__ISTRUZIONI__:
a: Rispondi a queste domande sul diario da piazza Maidan e contrassegna ogni risposta con lo stesso numero della domanda.
(i) Quanti giorni sono durati, scarsi, quelli che hanno lasciato esausto chi scrive?
(ii) Di che cosa puzzano tutti i vestiti di chi scrive?
(iii) Dove si stima che sia partito all'avventura più della metà dei giornalisti, fotografi e cameraman?
b: Ricopia dal diario da piazza Maidan tutto il passo che va da "Chi ha il tempo, i" fino a "ucraini. (Ucraina, Kiev, Quartiere ebraico, 2 marzo 2014)".

__BRANO FORNITO__:
━━━━━━

Diario da Piazza Maidan/6 - Il ritorno a Roma non fa che accentuare i sentimenti di storicità di quanto sta avvenendo in Ucraina. Pensieri sparsi.
Esausto al termine di tre giorni scarsi, ma di grandi emozioni,
analisi ripetute, interviste continue, traduzioni faticose. Ne è valsa
certamente la pena, mi sembra, perché in queste terre si sta giocando un pezzo
del futuro dell’Europa. E forse dell’intero pianeta. C’è da sperare che l’irreparabile
non accada. A meno che non ci sia già un accordo scritto tra la dama di ferro e
lo zar, due personaggi da romanzi di Dostoevski. (Ucraina, Kiev, Quartiere ebraico, 2 marzo 2014)
Tutti i miei vestiti puzzano di… piazza Maidan! Un odore di
fuoco da legna, ma anche di marciume, di olezzo di umani che si lavano poco, di
plastica arsa e decomposta, di fiori in fermentazione, di lumini consumati, di
cibo cotto nelle cucine da campo. L’odore della morte pure c’è, appena un po’. (Ucraina, Kiev, Quartiere ebraico, 2 marzo
2014)
Quanti giornalisti, quanti fotografi, quanti cameraman in
piazza Maidan! E pensare che più della metà, si stima, è partito all’avventura in
Crimea. IL mondo mediatizzato ha bisogno della violenza della notizia, dell’immediatezza
assoluta con l’evento, dello spettacolo a tutti i costi, anche quello del
sangue, soprattutto quello. Ma chi cerca di capire sul serio dei miei colleghi?
Chi ha il tempo, i soldi, la testa e le conoscenze adeguate per scavare le
motivazioni vere dei cambiamenti storici cui stiamo assistendo? Pochi,
pochissimi tra i miei colleghi sempre di corsa. Riconosco di aver avuto, in
questi tre giorni, una serie impressionante di aiuti e di buoni contatti che mi
hanno, poco alla volta, svelato alcuni dei misteri di piazza Maidan. Senza poter
tuttavia celare l’eroicità dei giovani ucraini. (Ucraina, Kiev, Quartiere ebraico, 2 marzo 2014)

━━━━━━

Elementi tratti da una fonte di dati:

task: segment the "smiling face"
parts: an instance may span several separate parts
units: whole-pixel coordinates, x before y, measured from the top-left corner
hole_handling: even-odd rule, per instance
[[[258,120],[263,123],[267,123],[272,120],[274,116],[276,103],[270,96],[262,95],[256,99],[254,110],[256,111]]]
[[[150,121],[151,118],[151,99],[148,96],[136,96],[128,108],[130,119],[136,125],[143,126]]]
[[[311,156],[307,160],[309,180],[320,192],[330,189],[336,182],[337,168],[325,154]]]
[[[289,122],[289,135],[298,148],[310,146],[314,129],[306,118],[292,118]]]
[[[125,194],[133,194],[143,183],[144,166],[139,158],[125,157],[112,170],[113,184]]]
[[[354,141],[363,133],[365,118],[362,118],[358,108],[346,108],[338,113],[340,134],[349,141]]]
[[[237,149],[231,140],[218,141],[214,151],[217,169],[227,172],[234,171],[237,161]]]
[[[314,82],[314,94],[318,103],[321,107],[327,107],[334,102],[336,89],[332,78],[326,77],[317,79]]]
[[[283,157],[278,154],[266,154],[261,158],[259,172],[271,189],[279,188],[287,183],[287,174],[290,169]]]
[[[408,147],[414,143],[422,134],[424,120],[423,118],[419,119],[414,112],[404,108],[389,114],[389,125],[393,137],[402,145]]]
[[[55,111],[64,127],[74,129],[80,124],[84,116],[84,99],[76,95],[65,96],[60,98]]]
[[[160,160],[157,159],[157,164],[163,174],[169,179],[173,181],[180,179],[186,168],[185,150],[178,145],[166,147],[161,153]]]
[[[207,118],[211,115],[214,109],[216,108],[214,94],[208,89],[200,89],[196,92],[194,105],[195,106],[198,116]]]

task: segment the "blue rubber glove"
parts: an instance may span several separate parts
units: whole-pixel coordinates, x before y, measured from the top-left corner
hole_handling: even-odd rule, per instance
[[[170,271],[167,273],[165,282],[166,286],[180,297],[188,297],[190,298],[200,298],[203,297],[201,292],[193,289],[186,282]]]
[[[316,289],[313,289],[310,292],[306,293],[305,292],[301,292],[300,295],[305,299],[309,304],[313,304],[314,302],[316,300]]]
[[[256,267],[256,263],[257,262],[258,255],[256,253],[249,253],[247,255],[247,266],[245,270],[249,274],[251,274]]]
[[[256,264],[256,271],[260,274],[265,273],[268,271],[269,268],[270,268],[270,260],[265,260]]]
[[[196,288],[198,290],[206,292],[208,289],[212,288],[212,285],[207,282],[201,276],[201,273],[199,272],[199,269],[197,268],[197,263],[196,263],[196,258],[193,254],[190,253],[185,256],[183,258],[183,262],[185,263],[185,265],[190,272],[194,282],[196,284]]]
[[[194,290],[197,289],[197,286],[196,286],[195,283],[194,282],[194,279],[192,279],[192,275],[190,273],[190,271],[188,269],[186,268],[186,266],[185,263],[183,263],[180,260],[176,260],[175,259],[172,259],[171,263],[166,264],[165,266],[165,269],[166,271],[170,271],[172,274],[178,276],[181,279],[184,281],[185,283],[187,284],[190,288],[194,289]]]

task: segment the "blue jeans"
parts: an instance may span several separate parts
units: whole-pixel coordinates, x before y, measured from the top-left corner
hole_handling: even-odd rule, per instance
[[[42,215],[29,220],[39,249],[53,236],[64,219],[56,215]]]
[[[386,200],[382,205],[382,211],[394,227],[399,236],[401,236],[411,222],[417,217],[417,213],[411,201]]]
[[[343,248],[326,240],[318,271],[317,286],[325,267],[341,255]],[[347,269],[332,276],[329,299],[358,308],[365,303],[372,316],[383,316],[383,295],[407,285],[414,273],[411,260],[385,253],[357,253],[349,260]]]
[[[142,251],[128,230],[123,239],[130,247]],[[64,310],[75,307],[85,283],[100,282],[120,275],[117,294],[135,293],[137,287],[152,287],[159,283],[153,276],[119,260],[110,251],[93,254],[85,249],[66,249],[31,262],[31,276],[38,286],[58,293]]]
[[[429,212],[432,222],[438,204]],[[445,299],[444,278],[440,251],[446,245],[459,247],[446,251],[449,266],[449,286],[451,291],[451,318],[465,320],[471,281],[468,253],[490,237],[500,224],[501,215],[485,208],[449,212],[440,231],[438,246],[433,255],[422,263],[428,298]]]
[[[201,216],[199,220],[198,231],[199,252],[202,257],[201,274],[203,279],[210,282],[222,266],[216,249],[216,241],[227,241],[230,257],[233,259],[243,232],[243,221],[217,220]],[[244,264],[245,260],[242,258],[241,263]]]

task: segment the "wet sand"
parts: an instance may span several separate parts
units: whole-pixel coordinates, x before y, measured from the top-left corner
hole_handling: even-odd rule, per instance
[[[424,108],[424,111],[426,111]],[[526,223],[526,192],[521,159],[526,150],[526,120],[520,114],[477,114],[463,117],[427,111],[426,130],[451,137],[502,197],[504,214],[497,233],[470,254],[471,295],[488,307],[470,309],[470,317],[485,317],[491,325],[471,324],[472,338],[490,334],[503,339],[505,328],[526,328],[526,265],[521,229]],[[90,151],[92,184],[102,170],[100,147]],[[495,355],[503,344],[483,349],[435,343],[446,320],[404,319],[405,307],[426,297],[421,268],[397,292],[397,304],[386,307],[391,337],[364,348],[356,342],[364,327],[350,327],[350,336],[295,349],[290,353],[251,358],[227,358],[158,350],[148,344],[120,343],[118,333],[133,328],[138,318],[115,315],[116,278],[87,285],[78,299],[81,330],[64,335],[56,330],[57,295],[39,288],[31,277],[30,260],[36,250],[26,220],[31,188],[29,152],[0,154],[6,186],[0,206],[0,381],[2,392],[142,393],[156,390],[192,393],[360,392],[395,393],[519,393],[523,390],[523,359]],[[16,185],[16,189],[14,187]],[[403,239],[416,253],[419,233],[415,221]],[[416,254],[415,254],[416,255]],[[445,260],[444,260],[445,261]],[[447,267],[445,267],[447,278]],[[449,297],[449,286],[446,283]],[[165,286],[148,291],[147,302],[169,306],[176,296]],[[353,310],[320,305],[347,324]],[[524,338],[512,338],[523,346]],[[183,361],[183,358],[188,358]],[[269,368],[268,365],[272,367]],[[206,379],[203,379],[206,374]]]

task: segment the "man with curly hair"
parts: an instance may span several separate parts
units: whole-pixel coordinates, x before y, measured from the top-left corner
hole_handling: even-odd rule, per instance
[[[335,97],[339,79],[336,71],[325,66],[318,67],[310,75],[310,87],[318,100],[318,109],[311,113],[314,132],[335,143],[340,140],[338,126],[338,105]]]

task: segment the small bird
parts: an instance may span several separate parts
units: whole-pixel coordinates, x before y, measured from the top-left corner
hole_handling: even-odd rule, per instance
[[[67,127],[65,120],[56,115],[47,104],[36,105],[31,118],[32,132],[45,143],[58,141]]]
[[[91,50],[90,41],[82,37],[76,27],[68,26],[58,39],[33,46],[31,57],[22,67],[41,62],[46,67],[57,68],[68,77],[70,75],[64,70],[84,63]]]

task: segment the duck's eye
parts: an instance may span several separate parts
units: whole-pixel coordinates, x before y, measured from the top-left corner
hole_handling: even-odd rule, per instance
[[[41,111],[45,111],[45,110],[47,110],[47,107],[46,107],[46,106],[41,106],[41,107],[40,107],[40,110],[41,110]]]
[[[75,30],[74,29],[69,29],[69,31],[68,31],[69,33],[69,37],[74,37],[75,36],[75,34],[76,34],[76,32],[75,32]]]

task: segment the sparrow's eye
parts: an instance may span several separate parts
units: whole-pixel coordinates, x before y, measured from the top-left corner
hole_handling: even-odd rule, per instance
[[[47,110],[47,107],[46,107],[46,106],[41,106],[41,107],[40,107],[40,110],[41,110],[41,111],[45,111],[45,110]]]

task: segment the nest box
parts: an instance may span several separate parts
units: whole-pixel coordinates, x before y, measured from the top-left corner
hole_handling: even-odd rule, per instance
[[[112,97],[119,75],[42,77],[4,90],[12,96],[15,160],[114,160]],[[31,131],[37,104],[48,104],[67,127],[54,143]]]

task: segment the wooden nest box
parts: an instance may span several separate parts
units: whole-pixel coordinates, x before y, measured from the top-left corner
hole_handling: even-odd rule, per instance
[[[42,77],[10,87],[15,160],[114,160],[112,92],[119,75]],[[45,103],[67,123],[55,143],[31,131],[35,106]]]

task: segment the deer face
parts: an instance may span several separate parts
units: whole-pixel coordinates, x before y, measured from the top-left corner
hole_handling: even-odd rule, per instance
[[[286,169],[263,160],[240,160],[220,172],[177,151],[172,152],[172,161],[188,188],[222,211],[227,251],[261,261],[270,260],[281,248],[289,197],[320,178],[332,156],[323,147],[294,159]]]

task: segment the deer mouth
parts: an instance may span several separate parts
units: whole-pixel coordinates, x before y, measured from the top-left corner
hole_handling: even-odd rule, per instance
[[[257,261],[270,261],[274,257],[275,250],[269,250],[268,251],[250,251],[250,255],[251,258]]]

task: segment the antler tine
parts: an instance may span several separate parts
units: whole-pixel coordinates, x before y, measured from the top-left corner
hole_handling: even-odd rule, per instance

━━━━━━

__LE RISPOSTE__:
a:
(i) Sono durati tre giorni scarsi.
(ii) Puzzano di piazza Maidan.
(iii) Più della metà è partita per la Crimea.

b:
Chi ha il tempo, i soldi, la testa e le conoscenze adeguate per scavare le
motivazioni vere dei cambiamenti storici cui stiamo assistendo? Pochi,
pochissimi tra i miei colleghi sempre di corsa. Riconosco di aver avuto, in
questi tre giorni, una serie impressionante di aiuti e di buoni contatti che mi
hanno, poco alla volta, svelato alcuni dei misteri di piazza Maidan. Senza poter
tuttavia celare l’eroicità dei giovani ucraini. (Ucraina, Kiev, Quartiere ebraico, 2 marzo 2014)